> [Objectives]
- A) Please rewrite the terrorism excerpt from "By HUGH EAKIN" up to and including "the Soviet Union.", swapping "superpowers" for "great powers".
- B) According to the terrorism excerpt, which two superpowers once defined international relations?

START Page extract

Mahmood Mamdani, _Good Muslim, Bad Muslim:  America, the Cold War,
and the Roots of Terror_

*****   The New York Times, April 10, 2004
When U.S. Aided Insurgents, Did It Breed Future Terrorists?
By HUGH EAKIN

In the varied explanations for the 9/11 attacks and the rise in
terrorism, two themes keep recurring. One is that Islamic culture
itself is to blame, leading to a clash of civilizations, or, as more
nuanced versions have it, a struggle between secular-minded and
fundamentalist Muslims that has resulted in extremist violence
against the West. The second is that terrorism is a feature of the
post-cold-war landscape, belonging to an era in which international
relations are no longer defined by the titanic confrontation between
two superpowers, the United States and the Soviet Union.

END Page extract
START Dataset content

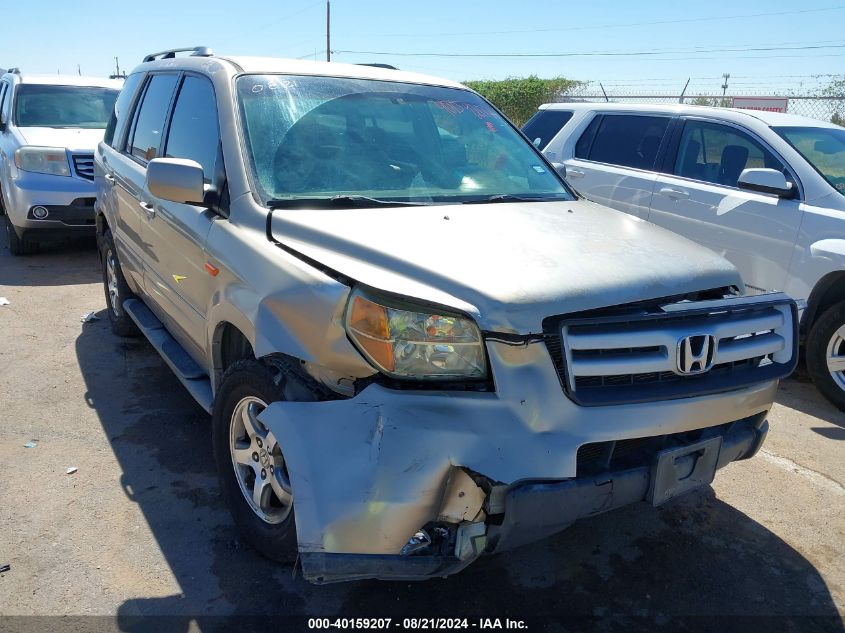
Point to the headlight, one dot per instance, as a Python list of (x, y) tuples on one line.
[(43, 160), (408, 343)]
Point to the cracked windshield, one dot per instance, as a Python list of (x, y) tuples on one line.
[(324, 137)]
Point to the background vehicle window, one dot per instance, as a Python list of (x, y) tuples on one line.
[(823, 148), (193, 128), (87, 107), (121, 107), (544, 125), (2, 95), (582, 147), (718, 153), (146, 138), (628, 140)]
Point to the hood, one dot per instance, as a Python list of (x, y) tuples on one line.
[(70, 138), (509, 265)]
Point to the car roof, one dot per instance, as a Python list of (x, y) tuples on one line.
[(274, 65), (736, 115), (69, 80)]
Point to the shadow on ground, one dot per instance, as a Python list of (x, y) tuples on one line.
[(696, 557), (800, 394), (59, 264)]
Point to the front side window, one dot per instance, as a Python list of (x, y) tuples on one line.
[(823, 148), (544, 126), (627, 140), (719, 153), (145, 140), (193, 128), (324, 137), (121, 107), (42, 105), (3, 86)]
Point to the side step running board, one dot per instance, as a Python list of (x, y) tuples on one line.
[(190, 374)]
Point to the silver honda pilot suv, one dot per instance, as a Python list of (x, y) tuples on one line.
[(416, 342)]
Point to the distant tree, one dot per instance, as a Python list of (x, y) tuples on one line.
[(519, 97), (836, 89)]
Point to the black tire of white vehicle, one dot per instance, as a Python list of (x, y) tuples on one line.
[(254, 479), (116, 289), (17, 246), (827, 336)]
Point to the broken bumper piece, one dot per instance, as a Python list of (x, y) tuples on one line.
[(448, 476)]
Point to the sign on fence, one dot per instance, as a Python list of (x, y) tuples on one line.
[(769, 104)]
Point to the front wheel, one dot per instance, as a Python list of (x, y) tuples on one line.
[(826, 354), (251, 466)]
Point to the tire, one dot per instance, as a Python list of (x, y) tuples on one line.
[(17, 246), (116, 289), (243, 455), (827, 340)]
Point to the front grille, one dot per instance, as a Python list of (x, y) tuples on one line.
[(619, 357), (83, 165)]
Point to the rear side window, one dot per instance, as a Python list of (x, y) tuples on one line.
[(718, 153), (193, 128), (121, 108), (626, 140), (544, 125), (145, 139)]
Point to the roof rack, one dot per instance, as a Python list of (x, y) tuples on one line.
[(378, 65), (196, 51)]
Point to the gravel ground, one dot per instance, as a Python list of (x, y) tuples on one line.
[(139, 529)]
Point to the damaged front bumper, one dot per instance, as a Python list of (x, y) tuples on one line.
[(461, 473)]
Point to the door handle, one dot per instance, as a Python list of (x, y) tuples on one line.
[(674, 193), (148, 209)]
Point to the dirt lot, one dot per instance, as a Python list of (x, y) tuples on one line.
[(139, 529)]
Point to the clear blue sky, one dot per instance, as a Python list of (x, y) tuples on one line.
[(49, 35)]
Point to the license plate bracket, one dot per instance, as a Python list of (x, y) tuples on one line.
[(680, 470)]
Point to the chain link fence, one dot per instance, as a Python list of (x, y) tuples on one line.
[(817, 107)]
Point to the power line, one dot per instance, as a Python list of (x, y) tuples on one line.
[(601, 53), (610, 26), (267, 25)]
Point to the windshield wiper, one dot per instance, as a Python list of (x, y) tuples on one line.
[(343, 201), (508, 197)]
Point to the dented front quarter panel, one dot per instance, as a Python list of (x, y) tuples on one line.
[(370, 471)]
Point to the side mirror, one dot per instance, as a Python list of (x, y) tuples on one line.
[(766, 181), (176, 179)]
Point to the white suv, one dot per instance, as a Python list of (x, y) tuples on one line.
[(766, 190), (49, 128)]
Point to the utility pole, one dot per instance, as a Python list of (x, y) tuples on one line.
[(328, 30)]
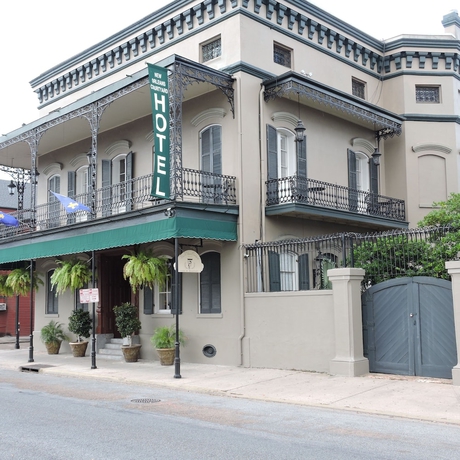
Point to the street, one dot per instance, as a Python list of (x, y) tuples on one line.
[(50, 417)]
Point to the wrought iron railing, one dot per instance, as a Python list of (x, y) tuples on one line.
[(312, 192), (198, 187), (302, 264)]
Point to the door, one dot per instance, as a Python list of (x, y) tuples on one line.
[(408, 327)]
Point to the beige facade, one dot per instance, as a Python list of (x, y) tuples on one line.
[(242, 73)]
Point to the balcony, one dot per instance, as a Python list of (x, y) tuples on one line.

END Dataset content

> [Exercise solutions]
- A)
By HUGH EAKIN

In the varied explanations for the 9/11 attacks and the rise in
terrorism, two themes keep recurring. One is that Islamic culture
itself is to blame, leading to a clash of civilizations, or, as more
nuanced versions have it, a struggle between secular-minded and
fundamentalist Muslims that has resulted in extremist violence
against the West. The second is that terrorism is a feature of the
post-cold-war landscape, belonging to an era in which international
relations are no longer defined by the titanic confrontation between
two great powers, the United States and the Soviet Union.

- B) The United States and the Soviet Union.